(Collected data)
○ ○ ○

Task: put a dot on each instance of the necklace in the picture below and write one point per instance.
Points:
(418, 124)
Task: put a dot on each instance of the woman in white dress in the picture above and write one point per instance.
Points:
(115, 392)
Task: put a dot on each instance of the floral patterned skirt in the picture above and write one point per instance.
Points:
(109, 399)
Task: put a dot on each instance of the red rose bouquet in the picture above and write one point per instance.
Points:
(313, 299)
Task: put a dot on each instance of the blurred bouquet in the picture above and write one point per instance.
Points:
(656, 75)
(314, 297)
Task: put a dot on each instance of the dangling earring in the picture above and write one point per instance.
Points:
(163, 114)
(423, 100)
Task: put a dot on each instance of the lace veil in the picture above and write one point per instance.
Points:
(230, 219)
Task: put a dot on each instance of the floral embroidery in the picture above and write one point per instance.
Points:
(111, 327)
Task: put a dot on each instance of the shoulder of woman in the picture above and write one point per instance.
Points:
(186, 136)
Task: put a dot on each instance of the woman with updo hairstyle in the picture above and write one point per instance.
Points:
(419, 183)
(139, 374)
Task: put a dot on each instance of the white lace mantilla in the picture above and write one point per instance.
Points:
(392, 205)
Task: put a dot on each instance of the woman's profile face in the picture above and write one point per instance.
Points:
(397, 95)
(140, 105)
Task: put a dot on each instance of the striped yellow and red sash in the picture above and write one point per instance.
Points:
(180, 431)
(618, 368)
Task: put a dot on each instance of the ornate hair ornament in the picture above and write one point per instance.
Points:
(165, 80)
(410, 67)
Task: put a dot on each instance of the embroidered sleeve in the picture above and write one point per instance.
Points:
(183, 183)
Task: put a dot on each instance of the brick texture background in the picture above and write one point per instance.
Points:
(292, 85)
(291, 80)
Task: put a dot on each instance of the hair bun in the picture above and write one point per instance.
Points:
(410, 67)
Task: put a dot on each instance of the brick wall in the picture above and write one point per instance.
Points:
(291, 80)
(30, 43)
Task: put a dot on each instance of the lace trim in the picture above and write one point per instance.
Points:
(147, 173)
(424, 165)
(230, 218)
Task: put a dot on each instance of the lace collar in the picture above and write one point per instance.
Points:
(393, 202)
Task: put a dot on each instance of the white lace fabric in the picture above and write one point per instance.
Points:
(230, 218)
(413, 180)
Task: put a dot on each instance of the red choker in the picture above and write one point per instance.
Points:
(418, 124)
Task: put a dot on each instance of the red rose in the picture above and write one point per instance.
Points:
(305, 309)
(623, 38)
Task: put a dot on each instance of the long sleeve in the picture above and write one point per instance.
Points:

○ ○ ○

(WHAT YOU WILL DO)
From the entries above, copy out every line where the string "rose" appears.

(SOLUTION TO THIS PROBLEM)
Task: put a dot on each instance of the red rose bouquet in the picture above and write one point per instance.
Task: put a dot on each instance of the red rose in the picture above and write one point per instance.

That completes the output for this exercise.